**Requirements**
Can you write out all of the records below again with "even-odd" swapped for "nonzero" wherever it occurs, keeping everything else unchanged and leaving out the pictures?

**Supplied material**
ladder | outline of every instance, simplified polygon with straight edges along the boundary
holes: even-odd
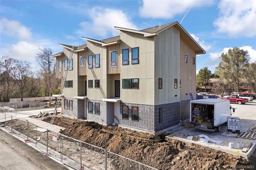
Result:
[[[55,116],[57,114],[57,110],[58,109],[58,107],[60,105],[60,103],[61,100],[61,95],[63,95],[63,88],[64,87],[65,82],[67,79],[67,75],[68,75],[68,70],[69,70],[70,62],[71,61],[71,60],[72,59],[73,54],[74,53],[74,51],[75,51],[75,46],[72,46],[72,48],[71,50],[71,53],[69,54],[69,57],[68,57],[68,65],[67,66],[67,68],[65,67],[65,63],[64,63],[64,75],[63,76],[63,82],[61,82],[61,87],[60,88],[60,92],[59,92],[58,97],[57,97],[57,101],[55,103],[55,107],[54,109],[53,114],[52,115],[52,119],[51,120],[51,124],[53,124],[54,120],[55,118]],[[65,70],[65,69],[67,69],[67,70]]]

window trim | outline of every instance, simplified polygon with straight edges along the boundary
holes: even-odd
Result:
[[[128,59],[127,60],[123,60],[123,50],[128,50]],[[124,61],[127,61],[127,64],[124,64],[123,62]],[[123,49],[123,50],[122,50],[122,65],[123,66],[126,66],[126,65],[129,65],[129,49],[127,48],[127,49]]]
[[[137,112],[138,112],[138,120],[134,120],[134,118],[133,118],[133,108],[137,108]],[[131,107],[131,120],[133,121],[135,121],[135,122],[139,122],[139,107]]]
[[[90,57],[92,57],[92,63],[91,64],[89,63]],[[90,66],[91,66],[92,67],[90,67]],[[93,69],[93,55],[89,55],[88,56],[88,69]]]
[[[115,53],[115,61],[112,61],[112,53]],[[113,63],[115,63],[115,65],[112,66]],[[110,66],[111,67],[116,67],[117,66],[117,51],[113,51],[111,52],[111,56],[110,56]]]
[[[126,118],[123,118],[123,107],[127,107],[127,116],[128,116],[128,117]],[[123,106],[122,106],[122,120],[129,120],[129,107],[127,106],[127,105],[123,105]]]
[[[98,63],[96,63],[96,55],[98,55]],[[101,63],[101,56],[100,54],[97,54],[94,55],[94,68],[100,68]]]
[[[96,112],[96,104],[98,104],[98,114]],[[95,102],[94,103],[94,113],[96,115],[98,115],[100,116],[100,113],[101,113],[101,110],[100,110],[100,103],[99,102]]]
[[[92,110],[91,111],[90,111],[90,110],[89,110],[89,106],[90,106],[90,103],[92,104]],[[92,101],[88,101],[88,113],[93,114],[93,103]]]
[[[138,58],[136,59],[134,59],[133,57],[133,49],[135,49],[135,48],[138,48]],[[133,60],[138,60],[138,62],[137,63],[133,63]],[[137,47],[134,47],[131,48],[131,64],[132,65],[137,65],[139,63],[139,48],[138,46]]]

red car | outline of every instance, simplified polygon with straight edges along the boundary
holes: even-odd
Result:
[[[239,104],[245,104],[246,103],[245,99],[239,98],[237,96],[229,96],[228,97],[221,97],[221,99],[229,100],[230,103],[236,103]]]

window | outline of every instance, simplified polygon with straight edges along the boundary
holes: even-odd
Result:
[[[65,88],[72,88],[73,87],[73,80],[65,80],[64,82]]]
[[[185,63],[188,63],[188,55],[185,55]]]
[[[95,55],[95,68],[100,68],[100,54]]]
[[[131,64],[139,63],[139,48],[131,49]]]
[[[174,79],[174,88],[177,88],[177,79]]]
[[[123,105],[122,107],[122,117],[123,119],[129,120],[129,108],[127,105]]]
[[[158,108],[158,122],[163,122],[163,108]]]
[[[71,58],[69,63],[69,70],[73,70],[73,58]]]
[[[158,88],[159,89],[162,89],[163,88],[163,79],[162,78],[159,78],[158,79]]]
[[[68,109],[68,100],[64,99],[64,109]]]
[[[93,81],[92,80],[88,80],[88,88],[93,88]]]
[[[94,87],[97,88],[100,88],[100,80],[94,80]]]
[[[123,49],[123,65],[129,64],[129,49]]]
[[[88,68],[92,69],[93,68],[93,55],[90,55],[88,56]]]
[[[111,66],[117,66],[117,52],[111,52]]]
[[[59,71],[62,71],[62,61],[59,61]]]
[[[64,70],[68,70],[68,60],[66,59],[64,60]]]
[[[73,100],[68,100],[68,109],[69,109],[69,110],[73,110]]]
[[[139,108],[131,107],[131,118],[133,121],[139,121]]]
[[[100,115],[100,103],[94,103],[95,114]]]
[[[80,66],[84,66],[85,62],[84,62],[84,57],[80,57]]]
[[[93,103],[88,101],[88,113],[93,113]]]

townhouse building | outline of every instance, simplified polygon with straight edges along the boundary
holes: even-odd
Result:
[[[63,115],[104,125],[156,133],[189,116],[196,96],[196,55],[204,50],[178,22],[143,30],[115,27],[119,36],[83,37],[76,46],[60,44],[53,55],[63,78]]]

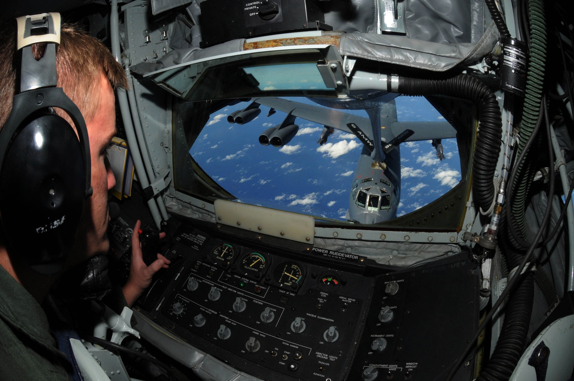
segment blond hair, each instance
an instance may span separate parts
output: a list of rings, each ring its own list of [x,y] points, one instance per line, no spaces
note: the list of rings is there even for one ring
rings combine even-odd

**Answer to this exercise**
ladder | outline of every instance, simplified polygon with straight edges along the boundary
holes: nonzero
Result:
[[[55,116],[57,114],[57,110],[58,109],[58,107],[60,105],[60,103],[61,100],[61,95],[63,95],[63,88],[64,87],[65,82],[67,79],[67,75],[68,75],[68,70],[69,70],[70,62],[71,61],[71,60],[72,59],[73,54],[74,53],[74,51],[75,51],[75,46],[72,46],[72,48],[71,50],[71,53],[69,54],[69,57],[68,57],[68,65],[67,66],[67,68],[65,67],[65,63],[64,63],[64,75],[63,76],[63,82],[61,82],[61,87],[60,88],[60,92],[59,92],[58,97],[57,97],[57,101],[55,103],[55,107],[54,109],[53,114],[52,115],[52,119],[51,120],[51,124],[53,124],[54,120],[55,118]],[[65,70],[65,69],[67,69],[67,70]]]

window trim | outline of every instance, simplified polygon with straight edges along the boundary
holes: nonzero
Result:
[[[128,59],[127,60],[123,60],[123,50],[128,50]],[[124,61],[127,61],[127,64],[124,64],[123,62]],[[123,49],[123,50],[122,50],[122,65],[123,66],[126,66],[126,65],[129,65],[129,49],[127,48],[127,49]]]
[[[137,112],[138,112],[138,120],[134,120],[134,118],[133,118],[133,108],[137,108]],[[131,107],[131,120],[133,121],[135,121],[135,122],[139,122],[139,107]]]
[[[90,57],[92,57],[92,63],[91,64],[89,63]],[[90,66],[91,66],[92,67],[90,67]],[[93,69],[93,55],[89,55],[88,56],[88,69]]]
[[[115,53],[115,61],[112,61],[112,53]],[[113,63],[115,63],[115,65],[112,66]],[[110,66],[111,67],[116,67],[117,66],[117,51],[113,51],[111,52],[111,56],[110,56]]]
[[[126,118],[123,118],[123,107],[127,107],[127,116],[128,116],[128,117]],[[123,106],[122,106],[122,120],[129,120],[129,107],[127,106],[127,105],[123,105]]]
[[[98,63],[96,63],[96,55],[98,55]],[[101,63],[101,56],[100,54],[97,54],[94,55],[94,68],[100,68]]]
[[[96,112],[96,104],[98,104],[98,114]],[[95,102],[94,103],[94,113],[96,115],[98,115],[100,116],[100,113],[101,113],[101,110],[100,110],[100,103],[99,102]]]
[[[92,110],[91,111],[90,111],[90,110],[89,110],[89,106],[90,106],[90,103],[92,104]],[[92,101],[88,101],[88,113],[93,114],[93,103]]]
[[[138,58],[136,59],[134,59],[133,57],[133,49],[135,49],[135,48],[138,48]],[[133,60],[138,60],[138,62],[137,63],[133,63]],[[137,47],[134,47],[131,48],[131,64],[132,65],[137,65],[139,63],[139,48],[138,46]]]

red car | outline of every instance, simplified polygon with straight edges along the boundary
holes: nonzero
Result:
[[[239,104],[245,104],[246,103],[245,99],[239,98],[237,96],[229,96],[228,97],[221,97],[221,99],[229,100],[230,103],[236,103]]]

window | outline of every instance, simplified polygon with straight edges along the boundary
holes: nonzero
Result:
[[[65,88],[72,88],[73,87],[73,80],[65,80],[64,82]]]
[[[185,63],[188,63],[188,55],[185,55]]]
[[[95,55],[95,68],[100,68],[100,54]]]
[[[131,64],[139,63],[139,48],[131,49]]]
[[[174,79],[174,88],[177,88],[177,79]]]
[[[123,105],[122,107],[122,117],[123,119],[129,120],[129,108],[127,105]]]
[[[158,108],[158,122],[163,122],[163,108]]]
[[[71,58],[69,63],[69,70],[73,70],[73,58]]]
[[[158,88],[159,89],[162,89],[163,88],[163,79],[162,78],[159,78],[158,79]]]
[[[68,109],[68,100],[64,99],[64,109]]]
[[[93,81],[92,80],[88,80],[88,88],[93,88]]]
[[[94,87],[97,88],[100,88],[100,80],[94,80]]]
[[[123,49],[123,65],[129,64],[129,49]]]
[[[88,68],[92,69],[93,68],[93,55],[90,55],[88,56]]]
[[[111,66],[117,66],[117,52],[111,52]]]
[[[59,71],[62,71],[62,61],[59,61]]]
[[[64,70],[68,70],[68,60],[66,59],[64,60]]]
[[[73,100],[68,100],[68,109],[69,109],[69,110],[73,110]]]
[[[139,108],[131,107],[131,118],[133,121],[139,121]]]
[[[100,115],[100,103],[94,103],[95,114]]]
[[[80,66],[84,66],[85,62],[84,62],[84,57],[80,57]]]
[[[93,103],[88,101],[88,113],[93,113]]]

townhouse building | outline of every instance, simplified polygon with straight edges along the boundary
holes: nonzero
Result:
[[[63,115],[104,125],[156,133],[189,116],[196,96],[196,55],[204,50],[178,22],[143,30],[115,27],[119,36],[83,37],[76,46],[60,44],[53,55],[63,78]]]

segment blond hair, each instance
an instance may span separate parts
output: a list of rings, each ring its own list of [x,y] points, one instance per line, no spaces
note: the list of rings is there even for one ring
rings combine nonzero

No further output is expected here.